### Stored dataset items
_ _ _ _ _ _ _

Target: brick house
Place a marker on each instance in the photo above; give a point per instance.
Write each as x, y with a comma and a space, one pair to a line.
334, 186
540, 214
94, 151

_ _ _ _ _ _ _

### Requirement
Each line from the one with "Write each as" through the end of the entries above must be set down exactly, both end lines included, and no other line may appear.

### Exercise output
Write each as x, y with a comma and a space, one pair to a line.
334, 186
540, 214
94, 151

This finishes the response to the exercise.